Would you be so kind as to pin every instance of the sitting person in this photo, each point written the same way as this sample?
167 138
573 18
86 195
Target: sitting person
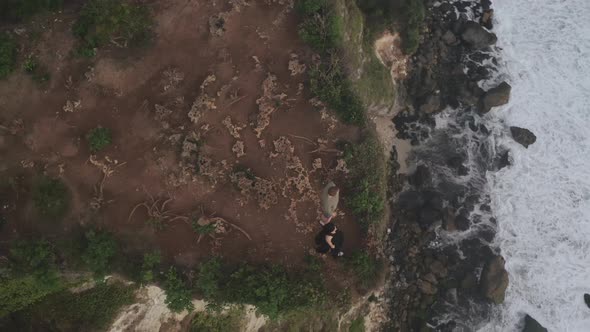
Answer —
330 239
329 202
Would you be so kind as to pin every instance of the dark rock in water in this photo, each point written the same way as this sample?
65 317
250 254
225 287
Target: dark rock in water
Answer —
523 136
428 216
477 36
531 325
494 280
497 96
449 38
421 177
431 105
502 160
486 19
410 200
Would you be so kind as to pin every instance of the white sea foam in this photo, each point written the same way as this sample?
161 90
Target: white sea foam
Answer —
542 202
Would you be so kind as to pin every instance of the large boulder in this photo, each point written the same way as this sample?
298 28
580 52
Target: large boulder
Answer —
497 96
531 325
494 280
523 136
476 36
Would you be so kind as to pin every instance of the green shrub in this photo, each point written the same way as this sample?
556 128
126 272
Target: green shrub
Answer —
90 310
51 197
35 258
150 262
365 267
414 13
104 21
19 292
367 179
178 295
329 83
38 72
271 289
18 10
99 138
223 322
311 7
321 32
100 249
8 52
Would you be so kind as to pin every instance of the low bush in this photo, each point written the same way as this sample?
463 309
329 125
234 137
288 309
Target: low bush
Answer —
90 310
178 295
221 322
367 180
329 83
37 71
150 262
51 197
18 10
111 21
321 27
365 267
271 289
8 53
100 249
99 138
414 14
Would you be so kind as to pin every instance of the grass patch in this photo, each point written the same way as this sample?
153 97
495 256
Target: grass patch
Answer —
8 53
111 21
51 197
365 267
367 182
37 71
178 295
218 322
270 288
99 138
93 309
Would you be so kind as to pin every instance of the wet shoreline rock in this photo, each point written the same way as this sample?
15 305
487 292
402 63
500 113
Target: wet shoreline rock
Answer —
497 96
523 136
531 325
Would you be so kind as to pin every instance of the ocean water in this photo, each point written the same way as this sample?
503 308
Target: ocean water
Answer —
542 201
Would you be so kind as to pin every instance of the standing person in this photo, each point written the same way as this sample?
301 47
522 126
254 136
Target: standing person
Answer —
330 239
329 202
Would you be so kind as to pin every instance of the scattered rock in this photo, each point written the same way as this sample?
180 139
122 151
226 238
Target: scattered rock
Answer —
494 280
477 36
531 325
449 38
523 136
486 19
497 96
431 105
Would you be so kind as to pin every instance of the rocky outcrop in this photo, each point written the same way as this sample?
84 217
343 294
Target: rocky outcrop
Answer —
476 36
523 136
497 96
494 280
531 325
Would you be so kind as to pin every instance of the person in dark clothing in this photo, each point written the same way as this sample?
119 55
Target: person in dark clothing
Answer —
330 239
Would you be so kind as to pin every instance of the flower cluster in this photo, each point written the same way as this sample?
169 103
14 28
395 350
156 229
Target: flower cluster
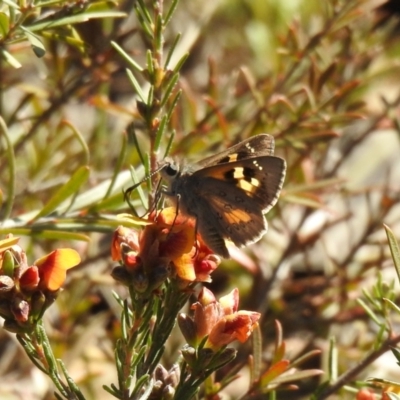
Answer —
26 291
217 323
167 247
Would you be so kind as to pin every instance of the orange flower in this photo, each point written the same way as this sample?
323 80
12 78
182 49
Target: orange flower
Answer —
163 247
219 321
53 267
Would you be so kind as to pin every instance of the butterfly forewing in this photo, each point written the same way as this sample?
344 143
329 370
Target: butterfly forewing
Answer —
262 144
228 192
259 179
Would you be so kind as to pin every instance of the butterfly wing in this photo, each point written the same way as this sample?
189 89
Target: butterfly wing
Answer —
260 145
258 179
231 198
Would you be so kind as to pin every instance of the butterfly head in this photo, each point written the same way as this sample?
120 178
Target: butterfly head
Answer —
169 170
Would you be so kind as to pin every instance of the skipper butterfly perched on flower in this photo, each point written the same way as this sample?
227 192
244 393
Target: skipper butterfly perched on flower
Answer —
228 193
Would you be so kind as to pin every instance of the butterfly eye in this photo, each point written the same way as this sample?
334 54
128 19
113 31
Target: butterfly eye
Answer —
171 170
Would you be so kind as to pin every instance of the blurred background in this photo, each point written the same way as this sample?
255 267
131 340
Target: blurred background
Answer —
322 77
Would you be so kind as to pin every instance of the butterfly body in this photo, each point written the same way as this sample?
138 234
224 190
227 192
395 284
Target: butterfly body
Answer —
228 193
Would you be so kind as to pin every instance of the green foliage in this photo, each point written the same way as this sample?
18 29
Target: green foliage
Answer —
95 92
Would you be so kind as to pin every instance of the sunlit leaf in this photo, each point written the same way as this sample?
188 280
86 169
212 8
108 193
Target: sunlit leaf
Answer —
37 46
394 249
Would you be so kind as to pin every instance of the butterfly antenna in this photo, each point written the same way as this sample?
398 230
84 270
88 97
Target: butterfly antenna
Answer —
127 192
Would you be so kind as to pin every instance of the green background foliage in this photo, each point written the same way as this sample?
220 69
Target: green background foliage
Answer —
321 77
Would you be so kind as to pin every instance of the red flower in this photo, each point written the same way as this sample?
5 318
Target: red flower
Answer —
219 321
168 243
53 267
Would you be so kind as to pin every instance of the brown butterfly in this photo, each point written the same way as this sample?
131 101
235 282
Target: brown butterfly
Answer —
228 193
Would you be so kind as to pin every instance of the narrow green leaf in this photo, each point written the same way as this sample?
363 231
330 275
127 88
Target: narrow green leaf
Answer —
171 50
127 57
11 166
37 46
4 24
136 85
394 249
369 311
10 59
75 19
69 189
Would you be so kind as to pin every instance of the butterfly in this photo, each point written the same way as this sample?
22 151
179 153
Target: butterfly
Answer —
229 192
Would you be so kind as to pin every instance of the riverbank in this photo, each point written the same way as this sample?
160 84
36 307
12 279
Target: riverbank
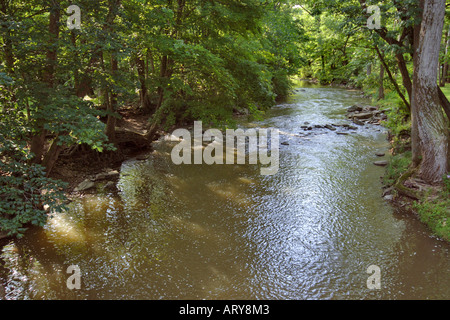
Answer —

▶ [Instructions for the task] Rewrite the listing starting with the line that contains "the green foliage" and going on through the end of the listing, changing "photo" to "image" and leaving everything else as it is. Omit the pictures from your answer.

▶ [Answer below]
Would you be so kind as to pin every instance of the green foliage in this image, each point written the same way as this sample?
18 29
Target: green foliage
Answer —
95 92
Would you be so kind as to pin every instance of the sunlit leaf in this image, each point written the same way as this sample?
188 280
86 169
212 8
108 193
Target: sunlit leaf
Answer —
37 46
394 249
Would you be so kind as to pin every instance of the butterfly antenna in this image, each point written the same way as this sample?
398 230
84 270
88 97
Target: butterfly antenna
Answer —
127 192
Would you be so kind as to pin every instance of the green background foliage in this image, each point written the same way as this sample?
220 69
Target: green background foliage
Answer —
321 77
Would you be so kind as to pin every instance of the red flower in this image, each point written the same way as this sample?
5 318
Target: red flower
Answer —
219 321
168 243
53 267
Would you be so kind as to pin every instance of the brown butterfly in this image, each point written the same way as this sample?
131 101
235 282
Target: brown butterfly
Answer —
228 193
Would you be so kind as to pin every instance of the narrow green leaf in this image, each point written the same way as this sample?
363 231
330 275
127 88
Target: narrow green leaf
Answer —
171 50
127 57
11 166
37 46
4 24
136 85
394 249
369 311
10 59
75 19
69 189
Would you be so kind as to pin every instance of the butterfly in this image, each point written the same way as this sample?
22 151
179 153
Target: butterfly
Answer —
229 192
Would you be so kind as to pin every instance of the riverbank in this image, each point written the same way as this sample?
160 84
36 307
12 279
Target: riverbank
Answer —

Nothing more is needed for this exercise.